Problem description –
Repeat the items from the line containing "Batch job #47 — Class: church" through the end of the items, both ends included.

[Excerpts of bounding box data]
* START *

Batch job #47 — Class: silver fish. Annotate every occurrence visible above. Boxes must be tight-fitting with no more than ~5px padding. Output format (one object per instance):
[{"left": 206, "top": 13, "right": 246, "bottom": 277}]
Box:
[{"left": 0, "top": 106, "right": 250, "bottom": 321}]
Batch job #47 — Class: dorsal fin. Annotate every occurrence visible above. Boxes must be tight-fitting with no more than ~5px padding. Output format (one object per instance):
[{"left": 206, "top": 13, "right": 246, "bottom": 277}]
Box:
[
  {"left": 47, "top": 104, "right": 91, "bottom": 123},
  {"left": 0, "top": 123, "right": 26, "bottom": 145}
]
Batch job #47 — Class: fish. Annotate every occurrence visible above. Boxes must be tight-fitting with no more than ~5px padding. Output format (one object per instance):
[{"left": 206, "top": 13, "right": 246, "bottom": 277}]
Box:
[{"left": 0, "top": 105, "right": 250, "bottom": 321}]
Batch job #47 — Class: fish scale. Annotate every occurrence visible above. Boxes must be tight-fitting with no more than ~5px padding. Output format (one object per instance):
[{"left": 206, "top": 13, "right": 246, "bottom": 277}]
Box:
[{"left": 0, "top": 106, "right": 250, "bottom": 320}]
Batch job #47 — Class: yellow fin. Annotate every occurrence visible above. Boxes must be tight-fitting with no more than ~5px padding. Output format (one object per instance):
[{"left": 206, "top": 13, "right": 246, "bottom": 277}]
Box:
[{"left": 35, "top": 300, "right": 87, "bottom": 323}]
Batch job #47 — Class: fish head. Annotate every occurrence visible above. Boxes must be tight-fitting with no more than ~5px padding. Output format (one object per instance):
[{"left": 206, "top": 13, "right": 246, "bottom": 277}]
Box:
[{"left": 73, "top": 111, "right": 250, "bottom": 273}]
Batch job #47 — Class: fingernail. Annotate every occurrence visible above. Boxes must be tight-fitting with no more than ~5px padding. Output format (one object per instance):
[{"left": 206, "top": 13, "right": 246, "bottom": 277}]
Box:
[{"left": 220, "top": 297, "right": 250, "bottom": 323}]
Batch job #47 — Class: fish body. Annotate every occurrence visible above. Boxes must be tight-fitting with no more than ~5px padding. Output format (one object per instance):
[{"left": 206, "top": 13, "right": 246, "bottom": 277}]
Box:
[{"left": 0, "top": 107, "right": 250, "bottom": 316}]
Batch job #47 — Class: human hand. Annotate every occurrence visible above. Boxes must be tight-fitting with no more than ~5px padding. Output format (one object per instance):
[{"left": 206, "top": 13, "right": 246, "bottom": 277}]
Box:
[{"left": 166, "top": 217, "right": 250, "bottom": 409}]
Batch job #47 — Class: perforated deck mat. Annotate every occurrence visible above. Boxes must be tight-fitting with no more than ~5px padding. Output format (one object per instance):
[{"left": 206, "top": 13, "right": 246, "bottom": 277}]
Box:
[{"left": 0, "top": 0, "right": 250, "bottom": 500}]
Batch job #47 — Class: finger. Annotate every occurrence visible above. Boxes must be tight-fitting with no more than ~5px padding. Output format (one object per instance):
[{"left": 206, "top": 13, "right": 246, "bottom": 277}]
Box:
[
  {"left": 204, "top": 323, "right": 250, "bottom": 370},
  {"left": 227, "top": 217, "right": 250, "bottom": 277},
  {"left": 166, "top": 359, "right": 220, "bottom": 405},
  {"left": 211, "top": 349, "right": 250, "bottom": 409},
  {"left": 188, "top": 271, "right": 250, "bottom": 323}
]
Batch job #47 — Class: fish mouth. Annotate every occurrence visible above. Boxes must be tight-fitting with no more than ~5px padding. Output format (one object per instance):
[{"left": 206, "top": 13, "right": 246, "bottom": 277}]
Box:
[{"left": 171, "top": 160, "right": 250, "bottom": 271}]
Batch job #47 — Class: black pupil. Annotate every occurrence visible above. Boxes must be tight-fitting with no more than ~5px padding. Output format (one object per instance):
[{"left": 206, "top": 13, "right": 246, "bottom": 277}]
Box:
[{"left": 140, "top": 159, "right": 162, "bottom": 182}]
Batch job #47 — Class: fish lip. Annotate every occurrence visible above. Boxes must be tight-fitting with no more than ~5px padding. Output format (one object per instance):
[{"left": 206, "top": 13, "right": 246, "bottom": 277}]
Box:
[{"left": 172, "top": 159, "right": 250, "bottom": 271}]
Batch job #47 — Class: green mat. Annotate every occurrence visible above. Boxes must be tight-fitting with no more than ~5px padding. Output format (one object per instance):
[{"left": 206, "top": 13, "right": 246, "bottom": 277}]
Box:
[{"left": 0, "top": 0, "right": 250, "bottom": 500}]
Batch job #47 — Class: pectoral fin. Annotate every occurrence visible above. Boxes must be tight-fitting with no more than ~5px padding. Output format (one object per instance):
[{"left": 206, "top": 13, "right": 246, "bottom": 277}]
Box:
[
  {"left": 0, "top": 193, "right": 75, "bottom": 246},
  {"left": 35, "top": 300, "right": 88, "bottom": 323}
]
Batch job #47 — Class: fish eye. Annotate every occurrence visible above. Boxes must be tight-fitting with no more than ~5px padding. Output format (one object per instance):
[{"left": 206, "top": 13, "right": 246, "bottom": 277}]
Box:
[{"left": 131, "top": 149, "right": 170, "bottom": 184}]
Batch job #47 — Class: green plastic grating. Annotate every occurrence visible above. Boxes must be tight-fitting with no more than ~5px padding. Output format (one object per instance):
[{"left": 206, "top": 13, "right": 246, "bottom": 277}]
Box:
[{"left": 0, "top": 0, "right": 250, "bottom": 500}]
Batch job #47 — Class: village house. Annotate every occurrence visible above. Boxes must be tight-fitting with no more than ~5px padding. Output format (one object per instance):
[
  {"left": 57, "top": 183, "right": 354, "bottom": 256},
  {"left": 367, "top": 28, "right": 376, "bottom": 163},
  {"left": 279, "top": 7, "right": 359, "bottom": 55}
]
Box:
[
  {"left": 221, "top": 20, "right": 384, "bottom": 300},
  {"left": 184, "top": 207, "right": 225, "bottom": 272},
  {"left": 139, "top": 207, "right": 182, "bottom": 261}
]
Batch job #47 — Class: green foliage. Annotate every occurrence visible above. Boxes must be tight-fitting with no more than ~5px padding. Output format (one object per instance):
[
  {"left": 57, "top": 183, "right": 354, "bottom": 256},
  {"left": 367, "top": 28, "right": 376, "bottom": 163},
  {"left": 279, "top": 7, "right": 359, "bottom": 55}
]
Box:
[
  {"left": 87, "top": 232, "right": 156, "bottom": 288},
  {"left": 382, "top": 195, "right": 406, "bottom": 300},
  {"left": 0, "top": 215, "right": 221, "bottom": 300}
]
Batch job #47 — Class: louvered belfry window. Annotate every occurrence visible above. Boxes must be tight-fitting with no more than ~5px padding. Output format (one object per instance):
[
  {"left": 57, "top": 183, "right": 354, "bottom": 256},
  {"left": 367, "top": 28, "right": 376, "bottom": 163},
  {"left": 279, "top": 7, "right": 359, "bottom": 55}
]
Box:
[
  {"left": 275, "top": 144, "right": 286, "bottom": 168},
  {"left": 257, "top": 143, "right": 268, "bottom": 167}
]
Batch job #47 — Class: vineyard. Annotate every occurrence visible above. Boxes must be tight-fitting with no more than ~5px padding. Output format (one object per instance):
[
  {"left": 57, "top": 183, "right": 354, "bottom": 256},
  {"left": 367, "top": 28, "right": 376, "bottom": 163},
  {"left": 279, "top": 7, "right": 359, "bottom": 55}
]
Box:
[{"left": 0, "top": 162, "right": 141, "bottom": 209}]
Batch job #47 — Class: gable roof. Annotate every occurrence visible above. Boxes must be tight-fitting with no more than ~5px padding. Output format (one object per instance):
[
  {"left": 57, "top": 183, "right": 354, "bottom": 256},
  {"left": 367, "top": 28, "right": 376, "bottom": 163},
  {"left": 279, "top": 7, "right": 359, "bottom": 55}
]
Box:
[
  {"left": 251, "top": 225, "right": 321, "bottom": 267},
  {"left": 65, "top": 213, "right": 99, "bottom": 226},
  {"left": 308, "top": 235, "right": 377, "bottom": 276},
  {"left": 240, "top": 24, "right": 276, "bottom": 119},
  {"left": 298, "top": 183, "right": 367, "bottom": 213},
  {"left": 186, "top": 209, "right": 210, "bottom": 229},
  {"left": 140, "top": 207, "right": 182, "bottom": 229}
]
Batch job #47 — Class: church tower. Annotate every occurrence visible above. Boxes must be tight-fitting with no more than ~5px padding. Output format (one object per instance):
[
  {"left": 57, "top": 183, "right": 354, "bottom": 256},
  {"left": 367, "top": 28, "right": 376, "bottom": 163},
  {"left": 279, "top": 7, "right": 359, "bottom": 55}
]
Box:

* END *

Exercise solution –
Batch job #47 — Class: church tower. Annotate every occurrence visible above. Boxes must be tight-fitting with no more than ~5px padding. Output format (one object per instance):
[
  {"left": 57, "top": 183, "right": 354, "bottom": 256},
  {"left": 367, "top": 28, "right": 376, "bottom": 163},
  {"left": 279, "top": 7, "right": 359, "bottom": 55}
]
Box:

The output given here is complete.